TASK STATEMENT → In the player performance review, what was the title of the 2015 biography in which Alex Ferguson revealed he had wanted to keep Pogba?

DOCUMENT SECTION →

══════════

Paul Pogba vs. Sevilla: Player Performance Review

Has there ever been a more divisive figure in English football? The man so many love to hate, and many more back to the hilt. Paul Pogba is a player who seemingly has it all but doesn’t always show it. This video-assisted analysis of Manchester United’s Europa League semi-final against Sevilla hopes to explain away, or perhaps vindicate, a few of those doubts.

Has there ever been a more divisive figure in English football? The man so many love to hate, and many more back to the hilt. Paul Pogba is a player who seemingly has it all but doesn’t always show it.

 

Manchester United’s 2020 Europa League semi-final game versus Sevilla is a good opportunity to exhibit what Pogba has, what Pogba has not, and perhaps vindicate and demonstrate some of those popular opinions.

 

Hated, Adored, Never Ignored

 

I will first get the social aspects out of the way. Paul Pogba causes problems among a certain demographic; purists of English football, a generation who believe in blood and thunder football, leaving your heart (and sometimes your head) on the pitch, those who wouldn’t dream of personal promotion videos, fashionable hair cuts or trademarking a dance move.

 

Pogba was described by one pundit as ‘selfish’ and that perhaps ‘we’re seeing the player Fergie didn’t fancy first time around’. Alex Ferguson revealed in his 2015 biography Leading that he had wanted to retain Paul Pogba but the player, plus agent Mina Raiola, turned instead towards Juventus.  The same pundit described Pogba as a player who ‘plays for himself’ and is only interested in ‘how cool or clever he looks’. Opinions; difficult to quantify, even more difficult to prove, provided by a man paid to provide football opinions.  These are the kind of ignorant, dated, ill-educated assumptions that have followed Paul Pogba around since he rejoined Manchester United.

 

The truth, in my own opinion, is that Paul Pogba is a relaxed, fun-loving, devoted young man who uses his fantastic talent and athletic ability to develop and champion a certain distinct, usually effective style on the pitch. Difficult to quantify, but I’ll try my best to prove it.

══════════

RECORDS PROVIDED →

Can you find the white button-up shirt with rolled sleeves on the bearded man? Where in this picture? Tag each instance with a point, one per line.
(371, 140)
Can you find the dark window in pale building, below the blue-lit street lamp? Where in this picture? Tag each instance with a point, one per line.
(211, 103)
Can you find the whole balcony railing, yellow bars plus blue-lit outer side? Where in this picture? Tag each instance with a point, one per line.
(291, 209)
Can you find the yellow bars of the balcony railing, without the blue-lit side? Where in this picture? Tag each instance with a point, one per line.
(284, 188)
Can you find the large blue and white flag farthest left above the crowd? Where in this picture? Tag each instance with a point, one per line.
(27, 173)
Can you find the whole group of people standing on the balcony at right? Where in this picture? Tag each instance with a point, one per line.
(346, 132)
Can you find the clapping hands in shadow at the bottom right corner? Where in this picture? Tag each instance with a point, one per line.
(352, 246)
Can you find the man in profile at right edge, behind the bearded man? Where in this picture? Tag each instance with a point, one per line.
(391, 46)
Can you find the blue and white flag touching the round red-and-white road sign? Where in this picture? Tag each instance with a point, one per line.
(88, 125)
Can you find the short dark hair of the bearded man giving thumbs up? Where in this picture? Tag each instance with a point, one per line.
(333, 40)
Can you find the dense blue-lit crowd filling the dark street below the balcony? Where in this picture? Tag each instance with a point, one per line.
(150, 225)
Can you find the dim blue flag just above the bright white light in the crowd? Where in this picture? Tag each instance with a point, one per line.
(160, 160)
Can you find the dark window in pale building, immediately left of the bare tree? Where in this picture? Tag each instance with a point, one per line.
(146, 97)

══════════

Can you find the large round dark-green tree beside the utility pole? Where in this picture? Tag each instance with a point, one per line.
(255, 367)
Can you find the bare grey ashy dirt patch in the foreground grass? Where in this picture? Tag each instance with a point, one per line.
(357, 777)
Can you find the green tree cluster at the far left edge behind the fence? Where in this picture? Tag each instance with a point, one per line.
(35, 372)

══════════

TASK ANSWER → Leading